* EXTRACT TO READ *
■ ■ ■ ■
The times on all servers need to be synchronized, because each captured record has a timestamp associated with it, and Q Apply will not apply in the future. Therefore, if the Q Capture server is ahead of the Q Apply server, then Q Apply will wait until it has reached the timestamp in the replicated record before applying it. If the Apply server time is ahead of the Capture server time, then we will not hit the "Apply will not apply in the future" problem, but the latency figures will be out by the time difference.
In the next section, we will look at the different types of Q replication.
Let's look at each of these in more detail. In the following sections, we talk about source and target tables. You may be wondering, what about views, triggers, and so on? You should check the Pre-setup evaluation section of Appendix A, for a list of objects to check for, before deciding on whether Q replication is the correct solution.
In unidirectional replication, we can replicate all of the rows and columns of a source table or we can just replicate a subset of the rows and columns. We cannot really perform any transformation on this data. If we want to perform some sort of transformation, then we would need to replicate to a stored procedure, which we will discuss in detail in Appendix A.
A stored procedure can transform the data and output the results to a target table. This target table is not known to Q Apply. These stored procedures can be written in SQL, C, or Java. An example of replicating to a stored procedure is shown in the Replication to a stored procedure section of Appendix A.
■ ■ ■ ■
* Recorded data *
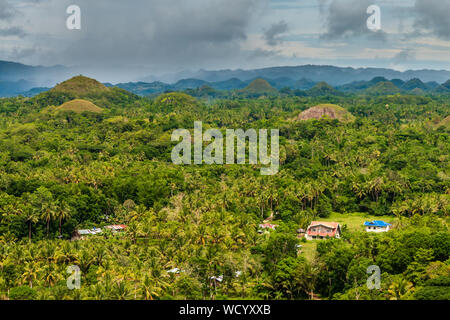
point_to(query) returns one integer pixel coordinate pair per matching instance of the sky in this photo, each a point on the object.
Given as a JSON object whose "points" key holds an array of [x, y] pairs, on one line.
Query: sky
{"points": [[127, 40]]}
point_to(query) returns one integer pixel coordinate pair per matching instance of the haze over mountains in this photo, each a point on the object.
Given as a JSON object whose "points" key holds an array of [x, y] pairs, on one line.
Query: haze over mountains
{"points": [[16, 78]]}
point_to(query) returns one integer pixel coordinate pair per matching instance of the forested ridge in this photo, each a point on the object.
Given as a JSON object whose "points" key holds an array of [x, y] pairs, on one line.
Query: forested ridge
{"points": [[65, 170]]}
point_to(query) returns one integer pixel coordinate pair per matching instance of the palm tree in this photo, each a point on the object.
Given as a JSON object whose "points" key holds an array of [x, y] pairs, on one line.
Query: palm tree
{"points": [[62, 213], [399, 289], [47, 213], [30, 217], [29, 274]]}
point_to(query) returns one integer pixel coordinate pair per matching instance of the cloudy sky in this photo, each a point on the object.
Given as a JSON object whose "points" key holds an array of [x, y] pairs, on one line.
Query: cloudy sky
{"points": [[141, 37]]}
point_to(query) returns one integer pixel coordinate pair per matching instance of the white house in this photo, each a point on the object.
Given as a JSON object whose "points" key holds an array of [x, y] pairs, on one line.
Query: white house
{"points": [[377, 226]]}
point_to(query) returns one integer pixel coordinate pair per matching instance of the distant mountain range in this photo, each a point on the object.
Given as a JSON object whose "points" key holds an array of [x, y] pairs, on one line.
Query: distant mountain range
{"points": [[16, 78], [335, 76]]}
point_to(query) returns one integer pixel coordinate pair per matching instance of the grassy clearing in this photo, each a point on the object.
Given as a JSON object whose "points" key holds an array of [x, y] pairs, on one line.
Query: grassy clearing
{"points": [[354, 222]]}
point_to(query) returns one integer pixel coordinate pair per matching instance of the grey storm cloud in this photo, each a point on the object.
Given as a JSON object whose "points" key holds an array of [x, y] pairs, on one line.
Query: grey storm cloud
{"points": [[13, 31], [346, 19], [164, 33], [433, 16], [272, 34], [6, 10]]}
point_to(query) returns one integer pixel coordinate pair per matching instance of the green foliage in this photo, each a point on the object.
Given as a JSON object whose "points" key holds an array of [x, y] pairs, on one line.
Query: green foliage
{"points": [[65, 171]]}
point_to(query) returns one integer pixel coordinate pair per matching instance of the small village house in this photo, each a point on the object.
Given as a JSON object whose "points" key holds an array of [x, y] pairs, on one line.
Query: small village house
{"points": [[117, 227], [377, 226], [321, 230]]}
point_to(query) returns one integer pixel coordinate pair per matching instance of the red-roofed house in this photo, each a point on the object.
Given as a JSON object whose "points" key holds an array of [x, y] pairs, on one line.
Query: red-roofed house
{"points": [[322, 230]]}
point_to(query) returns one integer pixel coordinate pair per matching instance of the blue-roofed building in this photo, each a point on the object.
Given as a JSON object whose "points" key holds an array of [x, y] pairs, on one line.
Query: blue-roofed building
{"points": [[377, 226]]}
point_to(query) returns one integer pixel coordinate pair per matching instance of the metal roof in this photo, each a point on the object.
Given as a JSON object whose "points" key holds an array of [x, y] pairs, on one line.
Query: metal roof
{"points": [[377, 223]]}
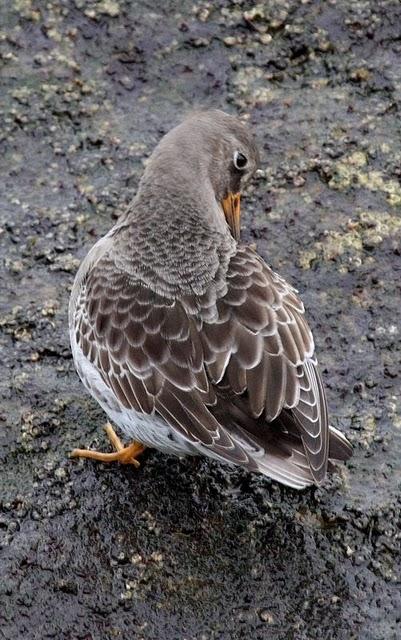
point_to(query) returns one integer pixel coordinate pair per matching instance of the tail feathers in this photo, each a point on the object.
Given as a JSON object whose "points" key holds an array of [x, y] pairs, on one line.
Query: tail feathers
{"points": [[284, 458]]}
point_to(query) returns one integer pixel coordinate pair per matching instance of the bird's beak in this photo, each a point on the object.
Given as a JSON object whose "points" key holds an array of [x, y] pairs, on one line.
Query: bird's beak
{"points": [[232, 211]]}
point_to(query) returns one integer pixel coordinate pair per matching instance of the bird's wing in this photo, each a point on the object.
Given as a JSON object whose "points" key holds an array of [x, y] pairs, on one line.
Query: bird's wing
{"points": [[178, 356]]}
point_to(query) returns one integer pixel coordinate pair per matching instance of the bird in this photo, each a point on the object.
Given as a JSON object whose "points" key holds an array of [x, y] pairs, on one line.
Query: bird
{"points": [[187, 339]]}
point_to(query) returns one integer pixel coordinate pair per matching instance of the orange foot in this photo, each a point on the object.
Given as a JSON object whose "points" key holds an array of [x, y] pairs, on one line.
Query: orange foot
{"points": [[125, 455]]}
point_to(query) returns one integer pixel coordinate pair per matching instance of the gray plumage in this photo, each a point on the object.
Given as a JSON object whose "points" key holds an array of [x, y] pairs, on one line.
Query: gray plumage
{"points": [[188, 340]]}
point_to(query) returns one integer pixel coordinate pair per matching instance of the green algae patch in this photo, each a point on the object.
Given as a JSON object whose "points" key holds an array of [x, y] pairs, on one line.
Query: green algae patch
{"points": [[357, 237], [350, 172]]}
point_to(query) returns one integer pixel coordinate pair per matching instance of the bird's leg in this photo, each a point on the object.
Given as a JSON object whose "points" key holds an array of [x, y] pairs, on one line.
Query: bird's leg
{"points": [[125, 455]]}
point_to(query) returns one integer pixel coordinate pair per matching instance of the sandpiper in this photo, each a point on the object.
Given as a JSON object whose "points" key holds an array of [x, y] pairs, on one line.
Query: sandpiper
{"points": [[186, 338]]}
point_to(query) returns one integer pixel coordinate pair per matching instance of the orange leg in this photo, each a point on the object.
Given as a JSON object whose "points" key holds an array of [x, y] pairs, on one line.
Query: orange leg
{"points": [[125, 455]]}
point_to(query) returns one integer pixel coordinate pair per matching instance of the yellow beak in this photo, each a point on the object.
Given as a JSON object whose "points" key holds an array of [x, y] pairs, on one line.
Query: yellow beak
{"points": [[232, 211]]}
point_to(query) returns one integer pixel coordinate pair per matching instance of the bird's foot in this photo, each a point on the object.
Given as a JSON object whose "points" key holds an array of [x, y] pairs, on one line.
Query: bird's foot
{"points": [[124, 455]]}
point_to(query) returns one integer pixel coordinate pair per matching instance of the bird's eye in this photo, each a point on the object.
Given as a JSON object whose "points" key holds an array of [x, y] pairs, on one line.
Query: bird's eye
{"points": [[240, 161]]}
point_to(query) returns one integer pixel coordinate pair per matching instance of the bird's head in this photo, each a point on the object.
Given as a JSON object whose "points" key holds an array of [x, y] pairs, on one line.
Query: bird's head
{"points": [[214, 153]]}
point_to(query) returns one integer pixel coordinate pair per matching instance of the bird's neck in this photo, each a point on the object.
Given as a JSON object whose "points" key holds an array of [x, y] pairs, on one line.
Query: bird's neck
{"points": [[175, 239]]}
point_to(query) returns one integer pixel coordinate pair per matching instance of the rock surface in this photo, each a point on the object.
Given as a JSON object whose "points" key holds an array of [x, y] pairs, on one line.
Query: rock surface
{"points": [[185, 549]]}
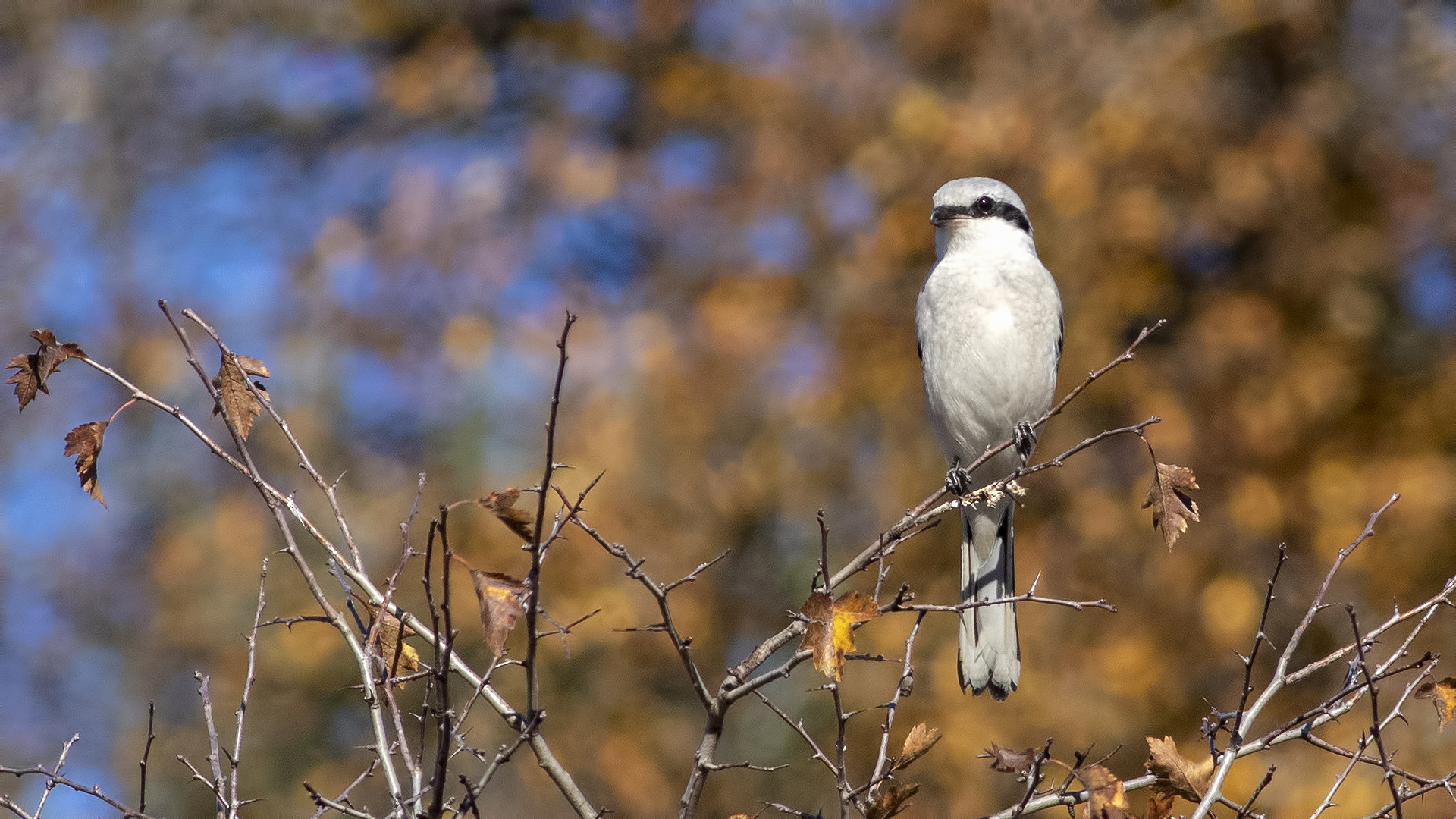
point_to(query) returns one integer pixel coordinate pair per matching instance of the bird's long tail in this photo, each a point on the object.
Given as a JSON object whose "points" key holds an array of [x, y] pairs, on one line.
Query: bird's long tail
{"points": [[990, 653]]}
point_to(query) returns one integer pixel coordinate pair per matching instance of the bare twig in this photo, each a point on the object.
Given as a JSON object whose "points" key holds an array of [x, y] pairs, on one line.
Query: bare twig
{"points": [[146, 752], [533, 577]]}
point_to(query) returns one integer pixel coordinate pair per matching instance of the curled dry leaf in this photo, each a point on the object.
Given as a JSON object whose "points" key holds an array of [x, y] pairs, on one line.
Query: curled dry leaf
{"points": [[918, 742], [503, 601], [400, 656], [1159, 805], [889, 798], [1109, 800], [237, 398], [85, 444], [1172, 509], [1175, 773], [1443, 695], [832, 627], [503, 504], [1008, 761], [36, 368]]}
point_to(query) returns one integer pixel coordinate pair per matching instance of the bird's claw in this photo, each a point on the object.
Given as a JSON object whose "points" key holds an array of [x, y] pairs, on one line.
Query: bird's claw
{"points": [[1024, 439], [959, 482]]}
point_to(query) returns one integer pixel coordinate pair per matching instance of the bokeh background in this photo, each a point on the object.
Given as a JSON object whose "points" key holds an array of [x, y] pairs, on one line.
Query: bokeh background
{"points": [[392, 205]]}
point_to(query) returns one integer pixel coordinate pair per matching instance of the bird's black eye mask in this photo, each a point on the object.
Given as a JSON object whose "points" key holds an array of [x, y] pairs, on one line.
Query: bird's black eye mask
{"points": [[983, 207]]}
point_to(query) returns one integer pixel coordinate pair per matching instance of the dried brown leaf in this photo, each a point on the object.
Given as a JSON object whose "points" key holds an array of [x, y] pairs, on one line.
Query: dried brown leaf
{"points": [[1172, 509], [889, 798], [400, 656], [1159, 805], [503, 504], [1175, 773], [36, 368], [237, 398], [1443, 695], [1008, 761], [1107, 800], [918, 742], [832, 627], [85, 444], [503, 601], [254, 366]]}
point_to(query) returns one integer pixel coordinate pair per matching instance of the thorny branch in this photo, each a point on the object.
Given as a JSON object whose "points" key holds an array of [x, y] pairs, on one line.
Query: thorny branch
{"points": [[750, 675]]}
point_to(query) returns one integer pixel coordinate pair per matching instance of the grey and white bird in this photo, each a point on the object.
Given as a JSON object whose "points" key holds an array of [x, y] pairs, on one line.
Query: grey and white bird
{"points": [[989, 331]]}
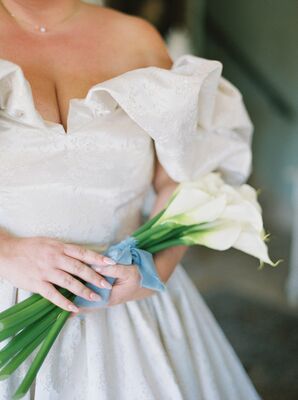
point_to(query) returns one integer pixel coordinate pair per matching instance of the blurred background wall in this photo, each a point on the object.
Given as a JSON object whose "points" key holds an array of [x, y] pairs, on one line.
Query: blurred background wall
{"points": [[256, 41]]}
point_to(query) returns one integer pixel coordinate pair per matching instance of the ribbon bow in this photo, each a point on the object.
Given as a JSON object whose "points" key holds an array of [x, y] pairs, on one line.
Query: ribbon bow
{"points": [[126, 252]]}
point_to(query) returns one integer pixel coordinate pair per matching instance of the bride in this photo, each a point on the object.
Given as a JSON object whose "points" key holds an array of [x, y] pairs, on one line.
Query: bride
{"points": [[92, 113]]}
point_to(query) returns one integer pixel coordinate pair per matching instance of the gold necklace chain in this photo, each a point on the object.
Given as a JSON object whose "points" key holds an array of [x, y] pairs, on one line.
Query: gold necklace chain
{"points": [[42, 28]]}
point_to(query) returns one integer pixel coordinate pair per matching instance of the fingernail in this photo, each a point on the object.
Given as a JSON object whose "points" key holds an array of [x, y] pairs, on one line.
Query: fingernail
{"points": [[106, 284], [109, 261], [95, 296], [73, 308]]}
■ ■ ■ ■
Carry the Q replication text forward by writing the part that comes right after its last sentence. The listing is separate material and has no connection to the Q replication text.

* SOLVED EXERCISE *
In bidirectional replication, we replicate copies of tables between two servers, each of which has a copy of the table. Note that we can only set up bidirectional replication between two servers. Unlike unidirectional replication, where we can replicate a subset of rows and columns, this is not possible in bidirectional replication. The tables on both servers can have different names, but must have the same number of rows and columns. The columns must have identical column names of compatible data types. It is not possible to do any data transformation using this type of replication.
Because we are updating records on both servers, it is possible that the same record will be updated at the same time on both servers.
Although Q replication provides a conflict detection mechanism, we strongly advise that the driving application should be written or modified in such a way that such conflicts be avoided. The conflict detection provided by Q replication should be treated as a safety net and not the primary conflict resolution mechanism.
This mechanism allows us to choose which data values are used to detect conflicts (key column values only, changed column values, or all column values) and which server should win if such a conflict is detected. The row in the losing system is rolled back and the record is written to the
IBMQSNAP_EXCEPTIONS table for review. Conflict detection is discussed in detail in the Q replication conflict detection section.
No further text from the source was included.